→ **Lavoro richiesto**: Trascrivi senza alcuna modifica il passo dell'estratto sui rapporti tra cattolici e anglicani, da «Quando ho visto» fino a «argomenti meno scomodi.» compreso.

→ **Estratto fornito**:
************
Quando ho visto l’argomento che avete proposto «Riflessioni cattolico-romane sulla Comunione anglicana» ho pensato che avreste potuto sceglierne uno più facile. È un titolo di ampio respiro che comprende molti aspetti della storia e della dottrina e io posso affrontarne solo alcuni. Tuttavia, mi sembra che vi sia una questione nascosta nel titolo che non è interessato tanto a cosa i cattolici pensano della Comunione anglicana quanto a cosa pensano della Comunione anglicana nelle attuali circostanze. Esistono decisamente argomenti meno scomodi. 

Il mio intervento è suddiviso nelle seguenti tre parti: una descrizione dei nostri rapporti negli ultimi anni, considerazioni di natura ecclesiologica alla luce della situazione attuale nell’anglicanesimo e una breve riflessione sulle questioni alla base delle attuali controversie e dei motivi di scontro in seno all’anglicanesimo, in particolare su quelle che hanno anche avuto conseguenze sui vostri rapporti con la Chiesa cattolica.

Infine, risponderò a una domanda piuttosto inaspettata che mi ha posto alcuni mesi fa l’arcivescovo di Canterbury. Quella domanda mi ha confuso molto, eccola: che tipo di anglicanesimo vuoi? Che domanda! Spero che conosciate la risposta giusta! E poi: quali sono le speranze della Chiesa cattolica per la Comunione anglicana nei prossimi mesi e anni? In questo caso la risposta è più facile: speriamo di non venire messi da parte e di poter continuare ad avere un dialogo serio alla ricerca della piena unità affinché il mondo creda. 

Descrizione dei rapporti negli ultimi anni

In questa prima parte permettetemi di rinfrescarvi la memoria per non dimenticare che cosa e quanto abbiamo già raggiunto negli ultimi quarant’anni. Quando il concilio Vaticano II, nel suo decreto sull’ecumenismo, prestò attenzione alle numerose «Comunioni sia nazionali sia confessionali» che «si separarono dalla Sede romana» nel XVI secolo, riconobbe che «tra quelle nelle quali continuano a sussistere in parte le tradizioni e le strutture cattoliche, occupa un posto speciale la Comunione anglicana» (Unitatis redintegratio, n. 13). Questa dichiarazione si basa su un’idea ecclesiologica secondo la quale dal punto di vista cattolico la comunione anglicana ha elementi significativi della Chiesa di Gesù Cristo. Nella loro Dichiarazione Comune del 1977 l’arcivescovo di Canterbury Donald Coggan e Papa Paolo VI identificarono alcuni di quegli elementi ecclesiali e scrissero: «Da quando la Chiesa cattolica romana e le Chiese che formano la Comunione anglicana hanno cercato di crescere nella mutua intesa e nell’amore cristiano, esse sono giunte a riconoscere, valutare e rendere grazie per una comune fede in Dio nostro Padre, nel nostro Signore Gesù Cristo e nello Spirito Santo, per il nostro comune battesimo in Cristo, per la nostra partecipazione alle Sacre Scritture, ai simboli Apostolico e Niceno, alla definizione calcedonense e all’insegnamento dei Padri, per la nostra comune e plurisecolare eredità cristiana con le sue viventi tradizioni di liturgia, teologia, spiritualità e missione».
************
→ **Dati registrati**:

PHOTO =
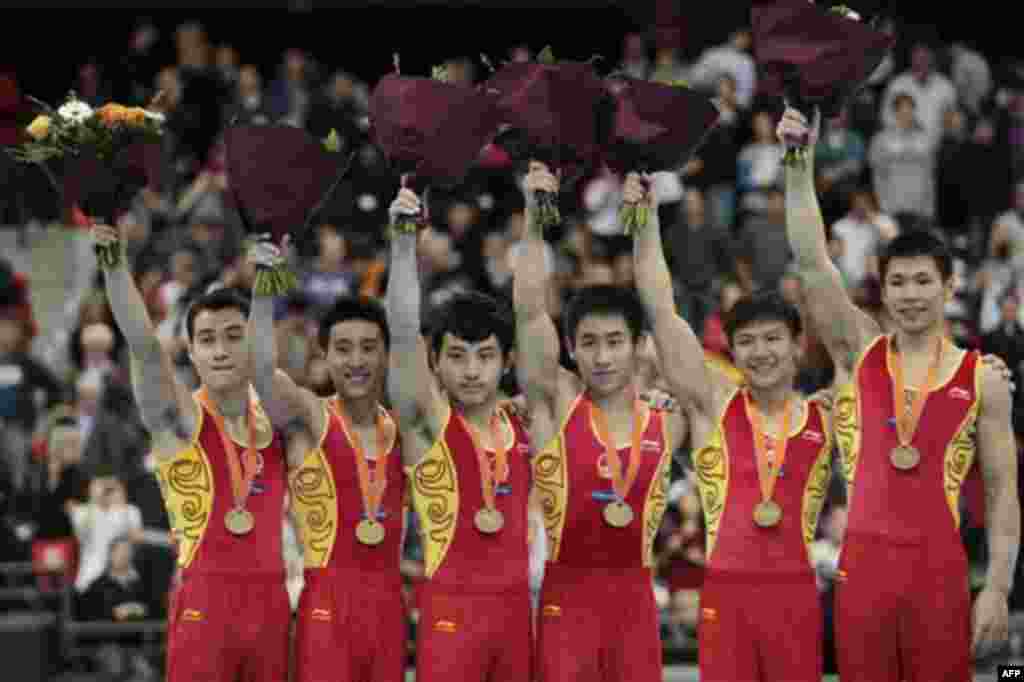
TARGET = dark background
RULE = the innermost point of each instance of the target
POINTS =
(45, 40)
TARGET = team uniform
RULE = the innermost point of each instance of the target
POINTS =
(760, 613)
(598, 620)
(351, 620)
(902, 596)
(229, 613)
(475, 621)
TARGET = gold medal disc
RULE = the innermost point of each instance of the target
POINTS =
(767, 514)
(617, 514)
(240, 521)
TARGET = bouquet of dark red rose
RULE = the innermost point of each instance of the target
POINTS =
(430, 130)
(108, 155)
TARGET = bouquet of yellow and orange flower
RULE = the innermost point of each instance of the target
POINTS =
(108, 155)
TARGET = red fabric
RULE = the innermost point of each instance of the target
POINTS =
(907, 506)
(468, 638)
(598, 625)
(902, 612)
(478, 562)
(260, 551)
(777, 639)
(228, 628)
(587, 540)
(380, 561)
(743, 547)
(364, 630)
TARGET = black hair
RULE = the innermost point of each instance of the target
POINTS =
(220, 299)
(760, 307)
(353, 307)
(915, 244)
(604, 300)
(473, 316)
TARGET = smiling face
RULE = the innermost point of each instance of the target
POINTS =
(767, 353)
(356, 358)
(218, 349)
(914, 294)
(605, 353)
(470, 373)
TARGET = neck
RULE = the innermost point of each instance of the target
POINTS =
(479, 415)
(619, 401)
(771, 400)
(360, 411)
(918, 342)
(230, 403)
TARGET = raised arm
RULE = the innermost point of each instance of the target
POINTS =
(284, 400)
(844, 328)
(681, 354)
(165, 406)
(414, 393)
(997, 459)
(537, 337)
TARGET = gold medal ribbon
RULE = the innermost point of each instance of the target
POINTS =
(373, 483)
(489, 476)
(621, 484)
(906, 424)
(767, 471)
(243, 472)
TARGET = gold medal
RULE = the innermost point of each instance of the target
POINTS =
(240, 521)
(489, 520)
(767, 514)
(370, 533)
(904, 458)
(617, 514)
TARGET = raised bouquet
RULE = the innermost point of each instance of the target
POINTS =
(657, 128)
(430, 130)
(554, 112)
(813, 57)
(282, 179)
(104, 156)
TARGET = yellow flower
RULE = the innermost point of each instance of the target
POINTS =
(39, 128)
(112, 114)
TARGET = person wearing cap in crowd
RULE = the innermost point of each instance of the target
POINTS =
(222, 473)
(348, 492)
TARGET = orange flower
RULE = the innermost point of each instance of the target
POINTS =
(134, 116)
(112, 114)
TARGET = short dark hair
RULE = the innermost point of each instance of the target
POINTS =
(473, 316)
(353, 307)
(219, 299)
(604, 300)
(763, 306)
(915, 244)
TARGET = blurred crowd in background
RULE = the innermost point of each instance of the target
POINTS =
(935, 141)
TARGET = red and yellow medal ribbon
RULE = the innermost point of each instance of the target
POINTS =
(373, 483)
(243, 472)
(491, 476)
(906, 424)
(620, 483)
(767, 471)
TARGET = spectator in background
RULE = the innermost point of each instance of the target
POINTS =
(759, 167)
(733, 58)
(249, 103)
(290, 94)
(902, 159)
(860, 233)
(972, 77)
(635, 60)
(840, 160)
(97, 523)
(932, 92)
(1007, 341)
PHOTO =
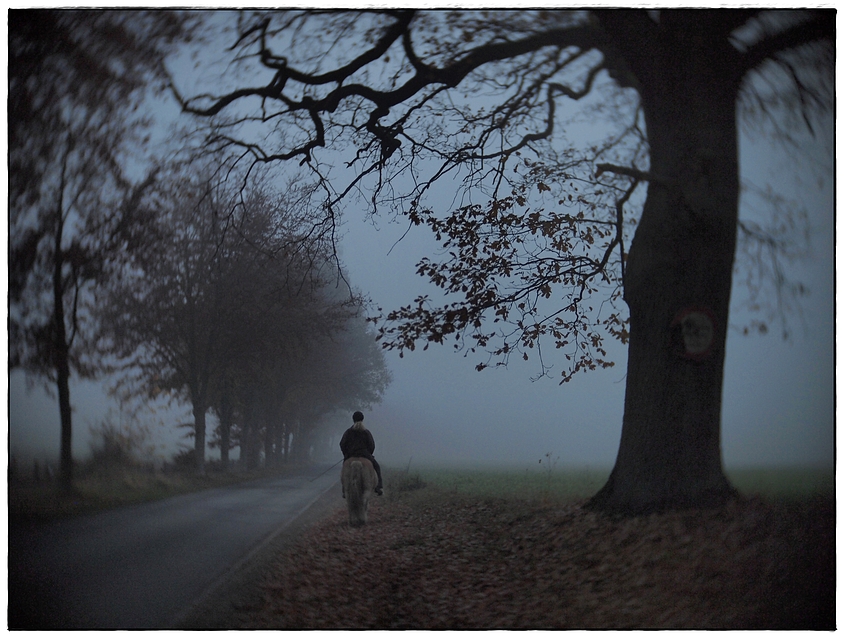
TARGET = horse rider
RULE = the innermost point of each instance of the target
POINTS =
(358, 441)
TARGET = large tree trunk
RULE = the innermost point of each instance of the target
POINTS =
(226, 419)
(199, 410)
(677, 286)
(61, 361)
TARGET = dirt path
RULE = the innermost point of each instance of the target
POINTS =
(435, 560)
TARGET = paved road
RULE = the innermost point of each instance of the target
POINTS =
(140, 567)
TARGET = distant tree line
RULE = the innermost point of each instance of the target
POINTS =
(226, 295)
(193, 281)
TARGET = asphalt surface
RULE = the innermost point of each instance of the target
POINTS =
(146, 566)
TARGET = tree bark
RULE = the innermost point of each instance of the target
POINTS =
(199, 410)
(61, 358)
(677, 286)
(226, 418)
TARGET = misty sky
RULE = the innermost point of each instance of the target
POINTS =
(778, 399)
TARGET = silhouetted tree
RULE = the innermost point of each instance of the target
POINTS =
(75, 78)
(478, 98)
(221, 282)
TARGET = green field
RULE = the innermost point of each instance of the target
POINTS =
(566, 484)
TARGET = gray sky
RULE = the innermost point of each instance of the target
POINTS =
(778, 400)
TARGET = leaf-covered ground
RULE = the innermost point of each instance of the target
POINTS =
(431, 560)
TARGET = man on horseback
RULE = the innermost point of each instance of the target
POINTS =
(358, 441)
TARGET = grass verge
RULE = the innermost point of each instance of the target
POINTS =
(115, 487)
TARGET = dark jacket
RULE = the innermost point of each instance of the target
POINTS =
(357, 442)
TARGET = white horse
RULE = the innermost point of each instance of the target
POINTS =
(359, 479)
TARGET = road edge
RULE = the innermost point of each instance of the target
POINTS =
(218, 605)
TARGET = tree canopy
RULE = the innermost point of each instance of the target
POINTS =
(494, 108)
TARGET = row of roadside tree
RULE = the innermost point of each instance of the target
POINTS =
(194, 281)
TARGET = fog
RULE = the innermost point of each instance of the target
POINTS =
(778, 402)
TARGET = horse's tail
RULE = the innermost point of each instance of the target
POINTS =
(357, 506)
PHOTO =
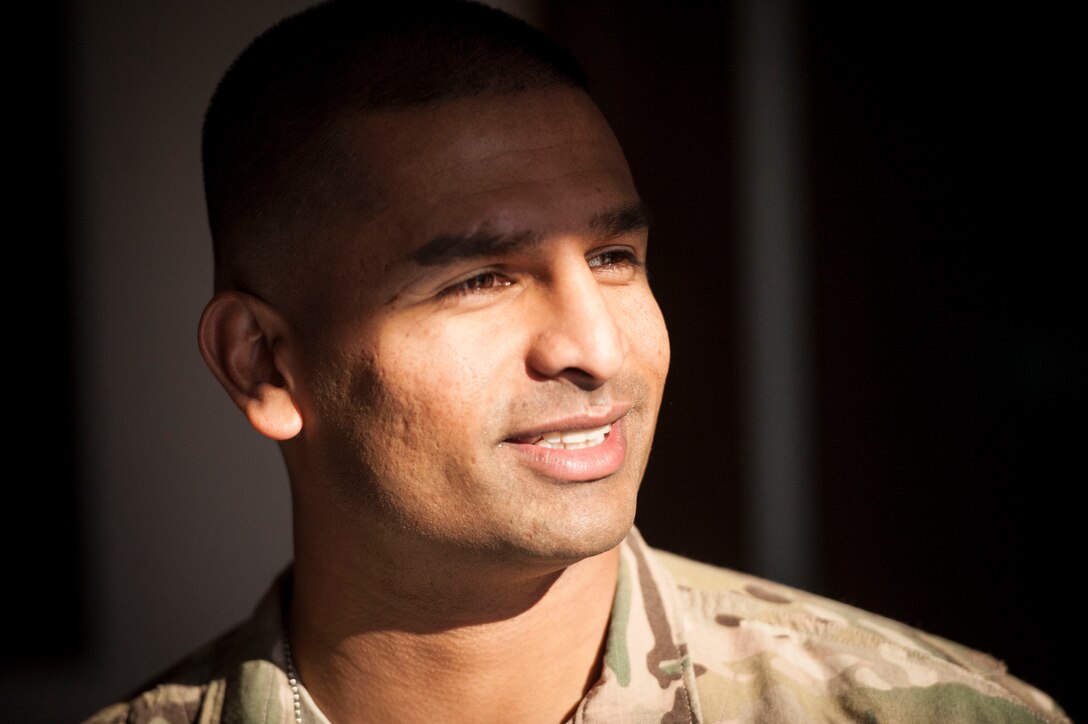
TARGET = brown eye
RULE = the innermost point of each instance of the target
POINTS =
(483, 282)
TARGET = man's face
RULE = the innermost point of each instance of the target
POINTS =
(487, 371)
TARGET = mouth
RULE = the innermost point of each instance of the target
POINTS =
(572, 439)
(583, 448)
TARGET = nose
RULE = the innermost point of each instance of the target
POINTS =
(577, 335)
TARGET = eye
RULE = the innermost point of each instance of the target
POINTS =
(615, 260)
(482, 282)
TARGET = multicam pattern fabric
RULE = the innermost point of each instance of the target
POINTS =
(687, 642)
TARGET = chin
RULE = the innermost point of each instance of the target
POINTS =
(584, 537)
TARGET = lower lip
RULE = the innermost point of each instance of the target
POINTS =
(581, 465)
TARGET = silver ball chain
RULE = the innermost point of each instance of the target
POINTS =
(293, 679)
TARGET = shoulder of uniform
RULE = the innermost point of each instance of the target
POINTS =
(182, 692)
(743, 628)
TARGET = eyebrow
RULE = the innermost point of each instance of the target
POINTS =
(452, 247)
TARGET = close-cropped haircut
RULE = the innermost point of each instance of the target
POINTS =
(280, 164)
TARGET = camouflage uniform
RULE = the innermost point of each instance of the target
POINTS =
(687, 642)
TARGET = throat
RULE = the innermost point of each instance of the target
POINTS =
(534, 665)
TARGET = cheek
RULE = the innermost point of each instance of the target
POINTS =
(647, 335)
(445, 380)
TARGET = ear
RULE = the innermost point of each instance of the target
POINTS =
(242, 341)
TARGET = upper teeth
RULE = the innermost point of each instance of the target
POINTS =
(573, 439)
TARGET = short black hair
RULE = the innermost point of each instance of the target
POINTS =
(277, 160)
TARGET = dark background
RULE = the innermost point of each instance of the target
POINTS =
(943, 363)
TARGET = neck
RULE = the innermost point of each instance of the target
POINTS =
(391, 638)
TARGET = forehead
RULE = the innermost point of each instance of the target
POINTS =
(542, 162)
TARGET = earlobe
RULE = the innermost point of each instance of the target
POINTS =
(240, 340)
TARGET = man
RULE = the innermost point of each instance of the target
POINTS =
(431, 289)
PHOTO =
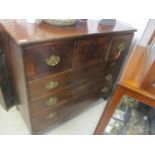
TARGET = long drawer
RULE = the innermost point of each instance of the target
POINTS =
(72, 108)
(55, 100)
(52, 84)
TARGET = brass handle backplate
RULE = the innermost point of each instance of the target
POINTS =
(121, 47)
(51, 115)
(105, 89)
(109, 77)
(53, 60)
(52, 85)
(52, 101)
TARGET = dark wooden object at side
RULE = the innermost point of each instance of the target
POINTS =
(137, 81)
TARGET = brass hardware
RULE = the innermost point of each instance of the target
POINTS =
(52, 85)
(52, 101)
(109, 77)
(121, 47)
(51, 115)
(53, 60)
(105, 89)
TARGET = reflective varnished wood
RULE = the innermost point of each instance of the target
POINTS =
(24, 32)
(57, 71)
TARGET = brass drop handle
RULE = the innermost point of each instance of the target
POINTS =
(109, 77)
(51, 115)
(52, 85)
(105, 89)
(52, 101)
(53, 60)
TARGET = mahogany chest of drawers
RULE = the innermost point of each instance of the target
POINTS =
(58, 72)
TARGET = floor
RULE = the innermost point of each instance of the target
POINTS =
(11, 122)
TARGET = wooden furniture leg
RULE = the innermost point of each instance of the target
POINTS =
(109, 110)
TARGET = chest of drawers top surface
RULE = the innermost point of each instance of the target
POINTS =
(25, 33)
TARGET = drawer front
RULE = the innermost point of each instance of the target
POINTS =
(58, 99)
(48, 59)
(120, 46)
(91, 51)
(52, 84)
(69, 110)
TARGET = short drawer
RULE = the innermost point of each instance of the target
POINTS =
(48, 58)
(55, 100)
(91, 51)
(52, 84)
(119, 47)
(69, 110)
************
→ **Risposta**:
Quando ho visto l’argomento che avete proposto «Riflessioni cattolico-romane sulla Comunione anglicana» ho pensato che avreste potuto sceglierne uno più facile. È un titolo di ampio respiro che comprende molti aspetti della storia e della dottrina e io posso affrontarne solo alcuni. Tuttavia, mi sembra che vi sia una questione nascosta nel titolo che non è interessato tanto a cosa i cattolici pensano della Comunione anglicana quanto a cosa pensano della Comunione anglicana nelle attuali circostanze. Esistono decisamente argomenti meno scomodi.